> [ИСХОДНЫЙ ТЕКСТ]:
= = =

Сижу, выдаю. И как-то подходит к моему столу человек и, не называя себя, стоит, ждет. Я спрашиваю: «Как ваша фамилия?» А со всех сторон мне шипят: «Зощ-щ-щенко, Зощ-щ-щенко…» Но я никак не могу разобрать и опять спрашиваю… Словом, когда он получил квитанцию и вышел, чтобы занять очередь в кассу, я не удержалась и побежала за ним в коридор — еще раз на него посмотреть.

Через некоторое время меня перевели в редакцию журнала «Вестник знания». Редакционная работа мне очень понравилась, все было интересно: гранки, верстка, чистые листы… И я пошла учиться в редакционно-издательский техникум. Закончила, стала работать техническим редактором, а позднее — художественным редактором. Это уже было в Гослитиздате. Там, в коридорах Гослитиздата, в 1935 году я и познакомилась с Михаилом Михайловичем.

Мы стали иногда видеться — Михаил Михайлович и я с мужем. Ходили в Дом кино, в театр. В 1938 году мой муж (он был инженер, работал в оборонной промышленности) трагически погиб, испытывая какое-то взрывное устройство. Мне было очень плохо, и Михаил Михайлович, чтобы помочь мне прийти в себя, стал часто бывать у нас вечерами. В моей комнате был камин, Михаил Михайлович садился возле него в кресло и занимал меня разговорами о повести, которую писал и которую называл «Ключи счастья». Он мог говорить о ней без конца. На протяжении всех предвоенных лет он только о ней и думал, только о ней и говорил. Это была постоянная тема его разговоров. Черновой вариант повести был закончен еще до войны. Тогда же она получила и окончательное название — «Перед восходом солнца».

Но, конечно, участие Михаила Михайловича в тогдашней моей жизни не ограничивалось только умными беседами у камина. В то время модно было ходить на футбол. И мы ходили. Иногда в компании с Д. Д. Шостаковичем и В. В. Лебедевым. Они были настоящие болельщики. Шостакович «болел» отчаянно, вел себя как мальчишка — вскакивал, кричал, размахивал руками. А Михаил Михайлович болельщиком не был. Он вообще не был азартным человеком. Хотя ходил не только на футбол, но и на бега. И в карты играл. Вот что он действительно любил, так это карты — любил раскладывать пасьянсы, гадать. Мне казалось, что он всерьез верит в гадание на картах. Он как-то рассказывал, что когда в 1917 году оказался в Архангельске (а там в это время высадился английский экспедиционный корпус), один англичанин, раскинув карты, угадал его будущее. Нет, этот англичанин не сказал, что Михаил Михайлович станет писателем, но что он будет знаменитым — сказал. И не только у себя на родине, но и за границей. И вот это гадание Михаил Михайлович запомнил. И сам научился гадать. Как, у кого — не знаю. Но гадал он, если так можно сказать, очень хорошо, профессионально, что ли… После смерти моего мужа, чтобы побыть со мной, приехала из Москвы моя приятельница. И вот в один из вечеров Михаил Михайлович разложил перед ней карты, а когда ушел, она накинулась на меня: «Зачем ты рассказала о моих любовных делах?!»

= = =

> [ЗАДАНИЕ A]:
Перепечатайте из исходного текста отрывок от «Через некоторое время» до «с Михаилом Михайловичем.».
> [ЗАДАНИЕ B]:
Какое окончательное название, согласно исходному тексту, получила повесть, которую Михаил Михайлович называл «Ключи счастья»?

> [ЗАПИСИ НАБОРА ДАННЫХ]:
= = =

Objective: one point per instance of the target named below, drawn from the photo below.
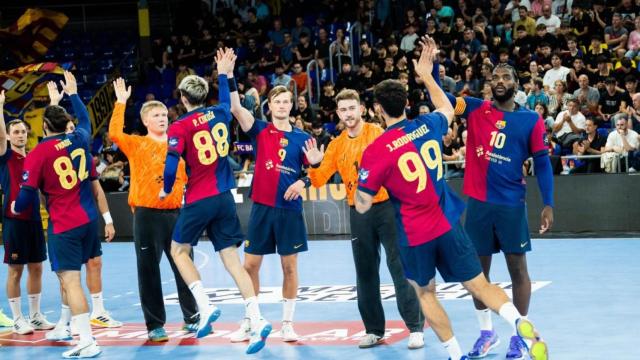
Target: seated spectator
(590, 144)
(620, 142)
(569, 126)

= = =

> [ИТОГОВЫЙ ОТВЕТ A]:
Через некоторое время меня перевели в редакцию журнала «Вестник знания». Редакционная работа мне очень понравилась, все было интересно: гранки, верстка, чистые листы… И я пошла учиться в редакционно-издательский техникум. Закончила, стала работать техническим редактором, а позднее — художественным редактором. Это уже было в Гослитиздате. Там, в коридорах Гослитиздата, в 1935 году я и познакомилась с Михаилом Михайловичем.

> [ИТОГОВЫЙ ОТВЕТ B]:
«Перед восходом солнца».